• _Textauszug_
====================

# PC stürzt bei MW3 ab, bei BF3 aber nicht?!



## kuPAx (18. Februar 2012)

*PC stürzt bei MW3 ab, bei BF3 aber nicht?!*

Moin moin ,

ich habe mir seit n paar monaten den Acer Predator g36 geholt (GTX 560 Ti, i7).

Ich kann mit ihm BF3 problemlos zocken! Alle Grafikeinstellungen auf Ultra! 
Doch bei MW3 sürzt er nach einer Zeit ab und bootet neu. Ohne Bluescreen oder sonnst was. Nur beim booten kommt die Frage ob ich den Pc normal starten will.

Ich habe meine Grafikkarte auf die Temperatur geprüft (bis 80 C° beim zocken) aber ih hab mit einem Programm die Ventilatoren verstärkt und die Graka blieb bei ~ 50 C°.

Bitte dringend um Hilfe! 

Danke , kuPAx.


----------



## Herbboy (18. Februar 2012)

Sind denn die Treiber für ALLES aktuell? Hast Du irgendwas nachträglich in den PC eingebaut?


----------



## kuPAx (18. Februar 2012)

Bei welchen treibern sollte ich nachschauen? Außer von der Grafikkarte? 
Und ja mein NT war hopps und ich habe es eingeschickt. Die haben es dann durch ein neues NT ersetzt.


----------



## Herbboy (18. Februar 2012)

War es denn ein baugleiches Netzteil? PC aus klingt sehr nach zu schwachem Netzteil, wobei es seltsam ist, dass es bei MW3 passiert. Denn BF3 ist an sich anspruchsvoller. 

Bei den Treibern: Mainboard, SOund und alle Windowsupdates mal abrufen, die Du bekommen kannst. Ach ja: falls Du nen Virenscanner und ne Firewall hast, dann deaktivier die mal - vlt. sind die es auch schuld.


----------



## kuPAx (18. Februar 2012)

ja das es bei BF3 geht verwirrt mich total -.-

Ich hab den Grakatreiber jetzt auf der Nvidia Seite geupdatet! Denn bei Gerätemanager stand immer er wäre auf dem neusten Stand..
Ich versuchs jz mal mit dem neuen Treiber und ohne Virenschutz.


----------



## Herbboy (18. Februar 2012)

Ja, die Anzeigen von Windows sind nicht immer ganz aktuell, da ist es echt besser, direkt bei nvidia und beim boardhersteller nachzusehen.


----------



## kuPAx (18. Februar 2012)

Bringt auch nix -.- wieder abgekackt.. Kann es vlt sein das das Netzteil-kabel kaputt ist? und irgendwas zu wenig strom bekommt? :/


----------



## Herbboy (18. Februar 2012)

====================

• _Daten_
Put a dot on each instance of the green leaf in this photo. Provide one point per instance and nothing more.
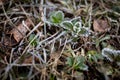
(67, 25)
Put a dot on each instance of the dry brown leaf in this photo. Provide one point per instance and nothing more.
(20, 31)
(100, 25)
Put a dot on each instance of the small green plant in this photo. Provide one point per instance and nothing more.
(77, 63)
(93, 56)
(75, 27)
(112, 55)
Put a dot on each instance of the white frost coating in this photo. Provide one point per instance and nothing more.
(111, 54)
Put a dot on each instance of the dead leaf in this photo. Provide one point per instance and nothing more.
(100, 25)
(20, 31)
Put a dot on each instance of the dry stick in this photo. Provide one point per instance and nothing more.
(10, 20)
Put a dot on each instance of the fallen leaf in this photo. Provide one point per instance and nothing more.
(100, 25)
(20, 31)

====================

• _Aufgabe A_
Schreib aus dem Forenthread über die MW3-Abstürze den Teil von „Bei welchen treibern“ bis einschließlich „an sich anspruchsvoller.“ Wort für Wort ab.
• _Aufgabe B_
Schreib die Zeilen der Datensätze als nummerierte Liste ohne Leerzeilen neu. Nimm nur die Zeilen ab der Zeile mit „Put a dot on each instance of the dry brown“ bis einschließlich zum Ende der Datensätze.

• _Ergebnis A_
Bei welchen treibern sollte ich nachschauen? Außer von der Grafikkarte? 
Und ja mein NT war hopps und ich habe es eingeschickt. Die haben es dann durch ein neues NT ersetzt.


----------



## Herbboy (18. Februar 2012)

War es denn ein baugleiches Netzteil? PC aus klingt sehr nach zu schwachem Netzteil, wobei es seltsam ist, dass es bei MW3 passiert. Denn BF3 ist an sich anspruchsvoller.

• _Ergebnis B_
1. Put a dot on each instance of the dry brown leaf in this photo. Provide one point per instance and nothing more.
2. (20, 31)
3. (100, 25)
4. Put a dot on each instance of the small green plant in this photo. Provide one point per instance and nothing more.
5. (77, 63)
6. (93, 56)
7. (75, 27)
8. (112, 55)
9. Put a dot on each instance of the white frost coating in this photo. Provide one point per instance and nothing more.
10. (111, 54)
11. Put a dot on each instance of the dead leaf in this photo. Provide one point per instance and nothing more.
12. (100, 25)
13. (20, 31)
14. Put a dot on each instance of the dry stick in this photo. Provide one point per instance and nothing more.
15. (10, 20)
16. Put a dot on each instance of the fallen leaf in this photo. Provide one point per instance and nothing more.
17. (100, 25)
18. (20, 31)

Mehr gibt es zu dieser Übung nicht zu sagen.